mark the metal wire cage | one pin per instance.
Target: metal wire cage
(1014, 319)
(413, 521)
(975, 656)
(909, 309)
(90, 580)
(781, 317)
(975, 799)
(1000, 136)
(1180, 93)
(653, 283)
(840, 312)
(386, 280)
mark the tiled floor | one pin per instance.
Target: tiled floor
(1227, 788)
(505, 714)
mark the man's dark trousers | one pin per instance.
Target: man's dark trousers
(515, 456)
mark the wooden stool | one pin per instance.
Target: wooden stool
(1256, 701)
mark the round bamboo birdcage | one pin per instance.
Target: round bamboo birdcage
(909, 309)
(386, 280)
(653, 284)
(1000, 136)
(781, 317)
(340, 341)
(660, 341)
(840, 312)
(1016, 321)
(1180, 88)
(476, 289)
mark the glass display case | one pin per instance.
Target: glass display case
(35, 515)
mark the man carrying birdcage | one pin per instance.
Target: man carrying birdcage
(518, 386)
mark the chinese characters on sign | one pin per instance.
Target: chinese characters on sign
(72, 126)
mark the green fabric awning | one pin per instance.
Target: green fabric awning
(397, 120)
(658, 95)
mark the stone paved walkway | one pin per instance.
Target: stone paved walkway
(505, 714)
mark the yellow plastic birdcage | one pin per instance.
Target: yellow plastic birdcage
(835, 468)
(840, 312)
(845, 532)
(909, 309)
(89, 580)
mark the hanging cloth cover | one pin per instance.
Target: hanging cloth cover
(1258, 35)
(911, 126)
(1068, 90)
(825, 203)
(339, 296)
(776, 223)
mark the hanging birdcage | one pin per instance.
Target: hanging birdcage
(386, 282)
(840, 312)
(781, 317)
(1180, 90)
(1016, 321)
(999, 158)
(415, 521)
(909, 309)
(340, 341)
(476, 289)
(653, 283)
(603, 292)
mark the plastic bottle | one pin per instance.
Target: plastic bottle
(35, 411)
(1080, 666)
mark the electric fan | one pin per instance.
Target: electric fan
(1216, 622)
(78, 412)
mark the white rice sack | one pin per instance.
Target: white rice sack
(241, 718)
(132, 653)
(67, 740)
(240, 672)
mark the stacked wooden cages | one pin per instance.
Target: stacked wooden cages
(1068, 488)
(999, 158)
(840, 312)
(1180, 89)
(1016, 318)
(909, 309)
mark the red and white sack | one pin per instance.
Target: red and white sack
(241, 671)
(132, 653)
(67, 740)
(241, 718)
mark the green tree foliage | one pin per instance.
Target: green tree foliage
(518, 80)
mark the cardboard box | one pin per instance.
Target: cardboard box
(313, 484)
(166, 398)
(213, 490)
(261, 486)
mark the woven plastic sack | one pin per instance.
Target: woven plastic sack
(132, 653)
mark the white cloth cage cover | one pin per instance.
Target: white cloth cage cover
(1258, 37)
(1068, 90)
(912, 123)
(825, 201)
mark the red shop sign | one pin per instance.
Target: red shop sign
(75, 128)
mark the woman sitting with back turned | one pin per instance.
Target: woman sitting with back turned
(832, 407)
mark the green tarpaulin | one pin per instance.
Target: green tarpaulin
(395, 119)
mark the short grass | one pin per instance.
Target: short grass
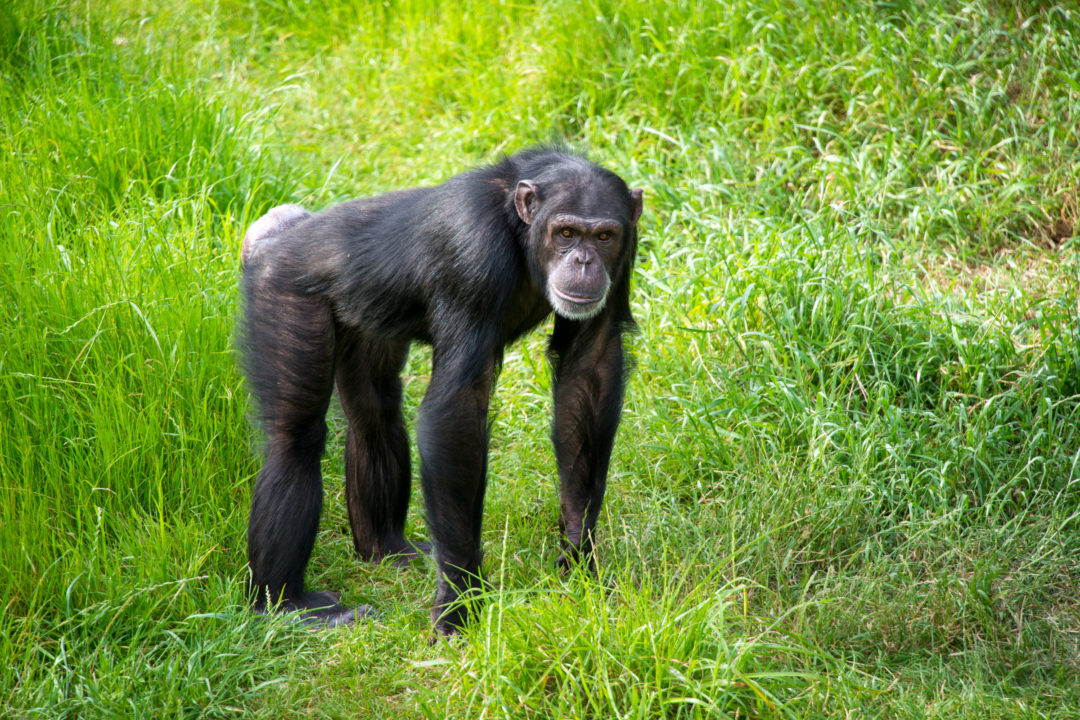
(848, 478)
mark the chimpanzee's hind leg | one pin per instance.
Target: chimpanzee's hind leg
(376, 461)
(288, 342)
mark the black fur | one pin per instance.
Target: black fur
(469, 266)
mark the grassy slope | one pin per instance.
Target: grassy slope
(848, 478)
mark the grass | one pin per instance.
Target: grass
(848, 478)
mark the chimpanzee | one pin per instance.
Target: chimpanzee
(468, 267)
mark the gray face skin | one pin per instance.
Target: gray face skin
(580, 239)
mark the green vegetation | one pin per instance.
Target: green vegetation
(848, 478)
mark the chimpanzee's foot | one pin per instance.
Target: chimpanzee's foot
(322, 610)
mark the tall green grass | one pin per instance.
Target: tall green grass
(848, 478)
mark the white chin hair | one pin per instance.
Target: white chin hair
(575, 310)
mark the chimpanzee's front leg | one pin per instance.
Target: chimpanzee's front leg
(589, 369)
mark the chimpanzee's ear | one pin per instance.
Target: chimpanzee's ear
(635, 195)
(526, 200)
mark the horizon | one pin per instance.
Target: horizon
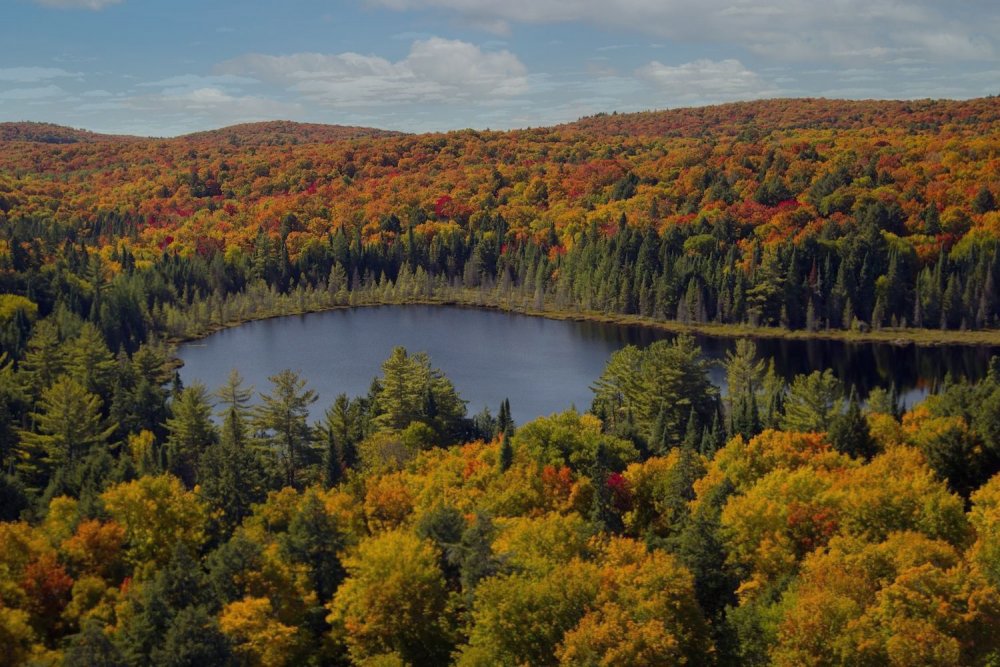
(612, 112)
(125, 67)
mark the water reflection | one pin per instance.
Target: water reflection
(542, 365)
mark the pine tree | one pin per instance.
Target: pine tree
(281, 417)
(190, 432)
(506, 452)
(67, 426)
(849, 432)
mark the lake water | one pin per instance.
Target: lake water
(543, 366)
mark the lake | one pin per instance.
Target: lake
(543, 366)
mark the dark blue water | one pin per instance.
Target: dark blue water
(543, 366)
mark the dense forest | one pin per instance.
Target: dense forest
(144, 522)
(803, 214)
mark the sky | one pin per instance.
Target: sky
(163, 68)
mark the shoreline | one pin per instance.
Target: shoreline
(885, 336)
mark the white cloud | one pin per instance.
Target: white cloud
(93, 5)
(786, 29)
(436, 70)
(191, 82)
(38, 93)
(705, 82)
(214, 103)
(33, 74)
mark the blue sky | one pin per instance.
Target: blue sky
(154, 67)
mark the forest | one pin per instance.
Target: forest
(145, 522)
(808, 215)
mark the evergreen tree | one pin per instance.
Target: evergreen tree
(67, 426)
(281, 418)
(506, 452)
(190, 432)
(849, 432)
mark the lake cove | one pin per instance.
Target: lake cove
(542, 365)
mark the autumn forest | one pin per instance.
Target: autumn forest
(145, 521)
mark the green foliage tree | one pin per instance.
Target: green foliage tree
(812, 403)
(411, 390)
(68, 426)
(190, 432)
(663, 382)
(281, 418)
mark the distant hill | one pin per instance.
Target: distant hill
(284, 132)
(266, 133)
(793, 114)
(801, 213)
(49, 133)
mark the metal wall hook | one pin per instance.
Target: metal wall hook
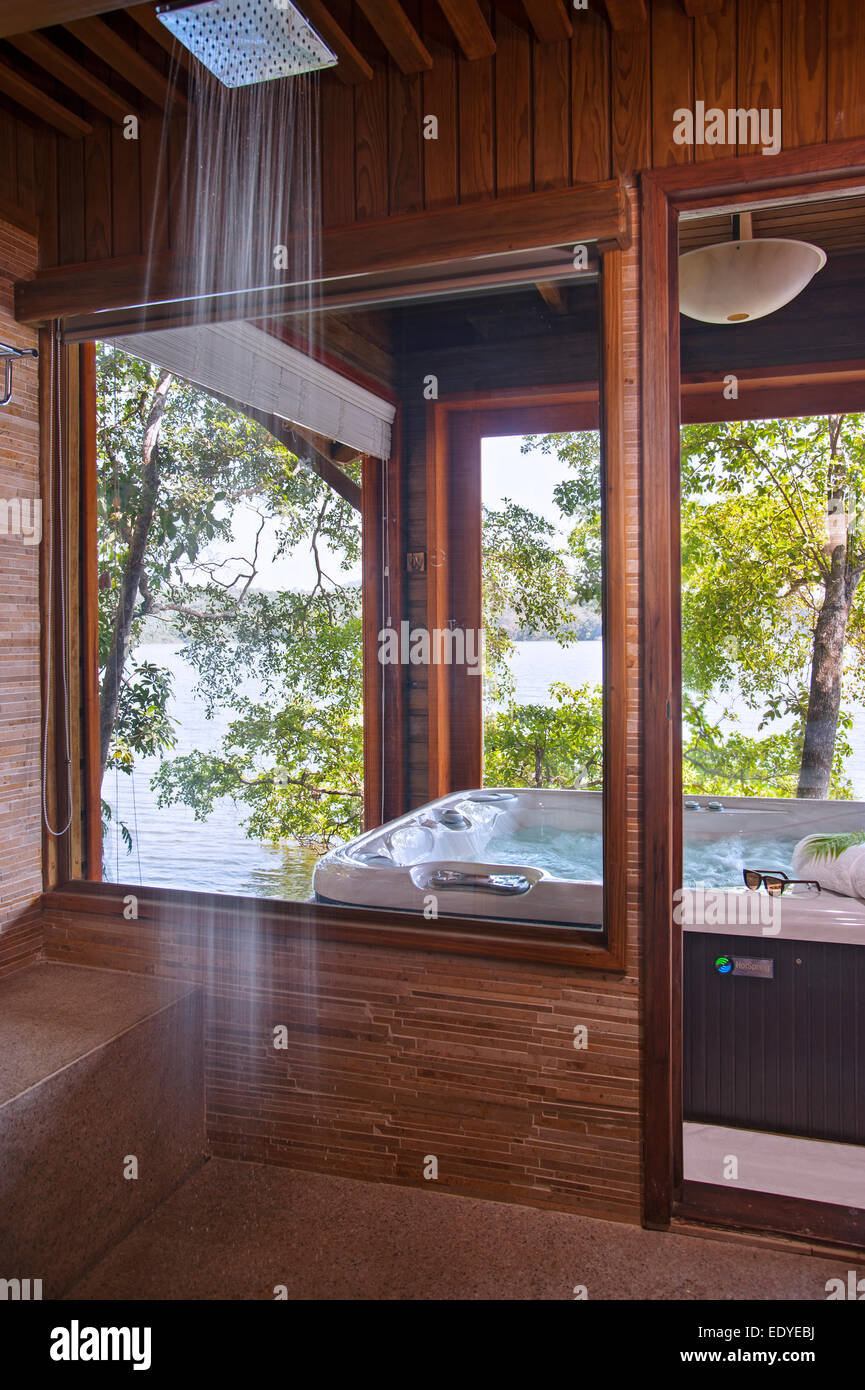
(9, 356)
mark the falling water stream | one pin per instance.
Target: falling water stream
(244, 227)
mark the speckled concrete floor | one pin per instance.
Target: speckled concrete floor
(241, 1230)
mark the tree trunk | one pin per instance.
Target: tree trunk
(826, 667)
(134, 569)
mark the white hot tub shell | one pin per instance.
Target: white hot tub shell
(448, 852)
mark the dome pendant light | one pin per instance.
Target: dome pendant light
(744, 278)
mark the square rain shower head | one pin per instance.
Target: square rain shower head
(244, 42)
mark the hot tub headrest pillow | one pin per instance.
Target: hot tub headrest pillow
(839, 873)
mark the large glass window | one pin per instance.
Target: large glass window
(278, 634)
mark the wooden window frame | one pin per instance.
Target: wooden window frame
(81, 891)
(807, 173)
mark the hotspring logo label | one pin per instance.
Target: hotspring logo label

#### [Your objective]
Copy the material above exactly and drop the pictures.

#### [Result below]
mark the metal wire cage | one pin per instance.
Target: metal wire cage
(1014, 319)
(413, 521)
(975, 656)
(909, 309)
(90, 580)
(781, 317)
(975, 799)
(1000, 136)
(1180, 93)
(653, 283)
(840, 312)
(386, 280)
mark the tiled floor | one pin per instance.
Target: tiled floor
(1227, 788)
(505, 714)
mark the man's dark trousers | one pin per instance.
Target: man's dark trousers
(515, 456)
mark the wooden stool | one pin per instance.
Target: wooden stool
(1256, 701)
mark the round bamboo birdcage | one pin per instance.
Target: round bamboo birdcage
(909, 309)
(386, 280)
(653, 284)
(1000, 136)
(781, 317)
(340, 341)
(660, 341)
(840, 312)
(1016, 321)
(1180, 88)
(476, 289)
mark the glass display case | one pin per instance.
Target: glass display case
(35, 515)
mark the man carrying birdcage | one pin per instance.
Target: man carrying birdcage
(518, 386)
mark the chinese characters on sign | one pin per instance.
Target: chinese characters on sign
(72, 126)
mark the green fabric awning | one pin per instance.
Target: green fabric awning
(397, 120)
(658, 95)
mark the stone paved walkway | one pin per instance.
Target: stone paved walkway
(505, 714)
mark the yellow plastic birdcage | one pin per instance.
Target: yellow plastic birdcage
(835, 468)
(840, 312)
(845, 532)
(909, 309)
(89, 580)
mark the hanging cloth cover | one pin per instance.
Target: hanging cloth cover
(1258, 35)
(911, 126)
(1068, 90)
(825, 203)
(339, 296)
(776, 223)
mark the hanging birdcage | one pin per instance.
Target: hanging birdcage
(386, 282)
(840, 312)
(781, 317)
(1180, 90)
(1016, 321)
(999, 158)
(415, 521)
(909, 309)
(340, 341)
(476, 289)
(653, 283)
(603, 292)
mark the plastic bottle | one pin per instance.
Target: plastic bottle
(35, 411)
(1080, 666)
mark the electric fan | one pin per instance.
Target: electric fan
(1216, 622)
(78, 412)
mark the white rice sack | one pin per instance.
Target: white rice sack
(241, 718)
(132, 653)
(67, 740)
(240, 672)
mark the stacked wooden cages | one pin per instance.
Target: stacked wooden cages
(1068, 488)
(999, 158)
(840, 312)
(1180, 89)
(1016, 318)
(909, 309)
mark the red and white sack | one pin per instance.
Target: red and white sack
(241, 671)
(132, 653)
(67, 740)
(241, 718)
mark the green tree foliage | one pin per instance.
Target: green tree foliage
(518, 80)
mark the cardboard box | one pin per instance.
Target: cardboard box
(313, 484)
(166, 398)
(213, 490)
(261, 486)
mark the woven plastic sack | one pin per instance.
Target: woven plastic sack
(132, 653)
mark the white cloth cage cover | one pin per instance.
Target: white cloth cage cover
(1258, 37)
(1068, 90)
(912, 123)
(825, 201)
mark the red shop sign | one pin per instance.
Target: red shop sign
(75, 128)
mark the woman sitting with back turned | one pin per instance.
Target: woman sitting with back turned
(832, 407)
mark the green tarpaulin | one pin per instance.
Target: green tarpaulin
(395, 119)
mark the short grass | one pin per instance.
Target: short grass
(848, 478)
mark the chimpanzee's hind leg | one pin per instance.
Target: chimpanzee's hind leg
(376, 461)
(288, 342)
mark the black fur | one pin per instance.
Target: black fur
(469, 266)
mark the grassy slope | one pin per instance.
Target: grassy slope
(848, 478)
mark the grass | one pin per instance.
Target: grass
(848, 478)
mark the chimpanzee | one pin per instance.
Target: chimpanzee
(468, 267)
mark the gray face skin | one pin per instance.
Target: gray face skin
(580, 239)
mark the green vegetation | one pin per instance.
Target: green vegetation
(848, 478)
mark the chimpanzee's foot | one pin per instance.
Target: chimpanzee's foot
(322, 610)
mark the tall green grass | one pin per instance.
Target: tall green grass
(848, 478)
mark the white chin hair | one pin per instance.
Target: white chin hair
(575, 310)
mark the chimpanzee's front leg | one pin per instance.
Target: chimpanzee's front leg
(589, 369)
mark the chimpanzee's ear | one pin per instance.
Target: chimpanzee's ear
(635, 195)
(526, 200)
mark the horizon | one pin per instance.
Target: horizon
(612, 112)
(125, 67)
mark the water reflection | one pin per instance.
Target: water reflection
(542, 365)
mark the pine tree | one pin per instance.
Target: pine tree
(281, 417)
(190, 432)
(506, 452)
(67, 426)
(849, 432)
mark the lake water | one pin per instance.
Target: lake water
(543, 366)
mark the lake | one pin per instance.
Target: lake
(543, 366)
mark the dark blue water | one pin per instance.
Target: dark blue water
(543, 366)
mark the dense forest | one pin per instance.
Target: dense forest
(144, 522)
(803, 214)
mark the sky | one pin per instance.
Target: sky
(163, 68)
mark the shoreline | one pin per instance.
Target: shoreline
(885, 336)
mark the white cloud | one pin per instance.
Target: white cloud
(93, 5)
(786, 29)
(436, 70)
(191, 82)
(38, 93)
(705, 82)
(214, 103)
(33, 74)
mark the blue sky | one pin per instance.
Target: blue sky
(154, 67)
mark the forest | one pin per instance.
Target: forest
(145, 522)
(808, 215)
mark the evergreen tree | one pin per instance.
Target: evergreen tree
(67, 426)
(281, 418)
(506, 452)
(190, 432)
(849, 432)
mark the lake cove | one pin per instance.
Target: lake cove
(542, 365)
mark the autumn forest | one pin per instance.
Target: autumn forest
(145, 521)
mark the green foliage tree | one pin per instance.
Target: green foliage tree
(812, 403)
(411, 390)
(68, 426)
(190, 432)
(663, 382)
(281, 418)
mark the distant hill | one pin per instance.
Target: distant hill
(284, 132)
(266, 133)
(793, 114)
(801, 213)
(49, 133)
mark the metal wall hook | one pin per instance.
Target: metal wall hook
(9, 356)
mark the falling water stream | one pin per instance.
Target: falling water stream
(244, 227)
mark the speckled concrete floor | one pin per instance.
Target: speckled concrete floor
(241, 1230)
mark the tree trunk | one pin per instance.
Target: tree trunk
(826, 667)
(134, 569)
mark the white hot tub shell | one pin per instance.
Target: white hot tub shell
(448, 852)
mark the dome pendant light | one pin per instance.
Target: dome pendant light
(744, 278)
mark the square rain shower head | one pin per instance.
Target: square rain shower head
(244, 42)
mark the hot tub headrest pillow | one pin per instance.
Target: hot tub headrest pillow
(839, 873)
mark the large glass window | one pin per instance.
Target: large glass window
(278, 634)
mark the wooden window frame | one pin per instance.
Target: wooden window frame
(81, 891)
(807, 173)
mark the hotspring logo label | one pin per instance.
Target: hotspring logo label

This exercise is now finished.